[Excerpts from point annotation records]
★ ★ ★ ★ ★ ★ ★
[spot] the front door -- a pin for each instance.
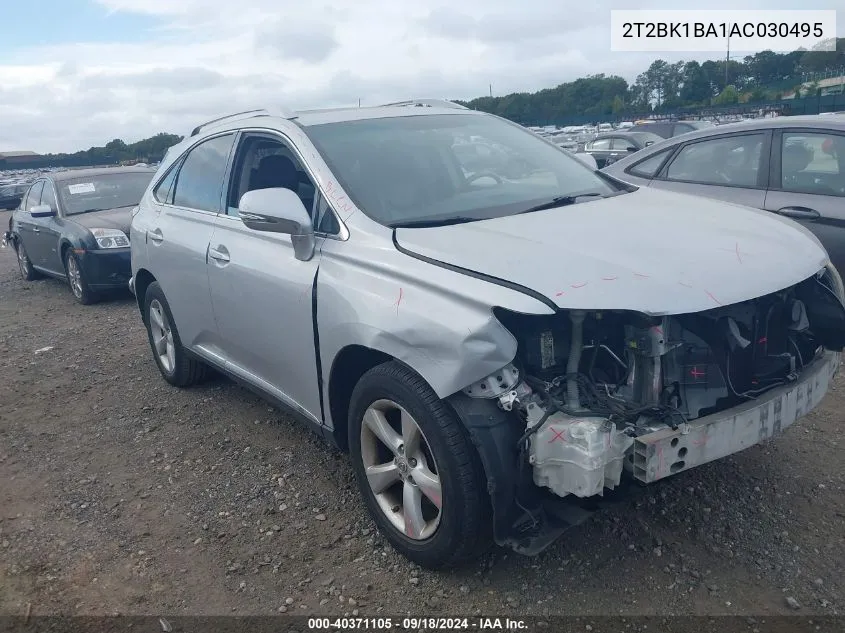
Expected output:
(808, 185)
(261, 293)
(178, 234)
(49, 233)
(730, 167)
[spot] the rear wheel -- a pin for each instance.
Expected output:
(27, 271)
(173, 361)
(419, 474)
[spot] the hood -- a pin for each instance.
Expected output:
(650, 251)
(119, 218)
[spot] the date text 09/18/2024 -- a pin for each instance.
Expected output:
(491, 624)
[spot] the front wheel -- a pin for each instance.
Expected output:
(28, 273)
(173, 361)
(76, 280)
(419, 474)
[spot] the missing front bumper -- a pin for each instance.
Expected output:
(666, 452)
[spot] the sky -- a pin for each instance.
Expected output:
(79, 73)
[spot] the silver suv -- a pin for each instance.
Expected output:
(496, 343)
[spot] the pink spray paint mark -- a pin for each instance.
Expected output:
(710, 294)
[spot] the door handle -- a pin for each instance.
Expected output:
(219, 253)
(799, 213)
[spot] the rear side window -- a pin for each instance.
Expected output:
(48, 197)
(813, 162)
(164, 191)
(649, 167)
(199, 183)
(33, 198)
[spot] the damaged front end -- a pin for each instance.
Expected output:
(598, 400)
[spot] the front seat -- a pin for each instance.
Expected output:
(275, 171)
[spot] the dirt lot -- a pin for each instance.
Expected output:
(120, 494)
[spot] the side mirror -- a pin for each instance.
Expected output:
(42, 211)
(279, 210)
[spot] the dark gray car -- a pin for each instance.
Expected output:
(609, 147)
(793, 166)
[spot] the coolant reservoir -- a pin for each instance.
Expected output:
(579, 456)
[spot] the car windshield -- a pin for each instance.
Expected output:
(414, 170)
(646, 138)
(103, 191)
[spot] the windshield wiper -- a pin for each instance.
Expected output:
(560, 201)
(424, 223)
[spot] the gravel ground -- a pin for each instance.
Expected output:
(121, 494)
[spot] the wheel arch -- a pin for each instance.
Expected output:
(349, 365)
(143, 279)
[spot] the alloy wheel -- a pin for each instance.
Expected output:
(162, 335)
(401, 470)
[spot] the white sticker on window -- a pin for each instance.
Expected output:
(82, 187)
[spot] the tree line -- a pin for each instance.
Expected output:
(664, 86)
(148, 150)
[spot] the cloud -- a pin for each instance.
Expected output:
(205, 58)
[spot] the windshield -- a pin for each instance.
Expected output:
(103, 191)
(646, 138)
(449, 167)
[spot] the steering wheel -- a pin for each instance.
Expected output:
(484, 174)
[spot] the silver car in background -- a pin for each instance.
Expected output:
(496, 344)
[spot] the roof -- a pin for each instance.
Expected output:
(305, 118)
(17, 154)
(317, 117)
(93, 172)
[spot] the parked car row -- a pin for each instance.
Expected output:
(498, 334)
(790, 166)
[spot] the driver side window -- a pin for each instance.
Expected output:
(725, 161)
(33, 198)
(264, 162)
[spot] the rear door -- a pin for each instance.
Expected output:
(187, 201)
(808, 184)
(731, 167)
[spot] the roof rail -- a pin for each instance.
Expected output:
(427, 103)
(245, 114)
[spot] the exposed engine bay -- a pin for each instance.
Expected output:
(587, 384)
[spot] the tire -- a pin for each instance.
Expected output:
(462, 528)
(28, 273)
(76, 280)
(174, 363)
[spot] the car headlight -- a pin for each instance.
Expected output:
(110, 238)
(830, 273)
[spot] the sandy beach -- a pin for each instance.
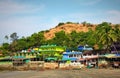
★ ★ ★ ★ ★ ★ ★
Task directions — Please collect every line in the entries above that contains the word "side".

Response to this task —
[spot] the rear side window -- a pin for each instance.
[spot] the side mirror -- a pin for each instance.
[spot] the driver side window -- a pin for each instance.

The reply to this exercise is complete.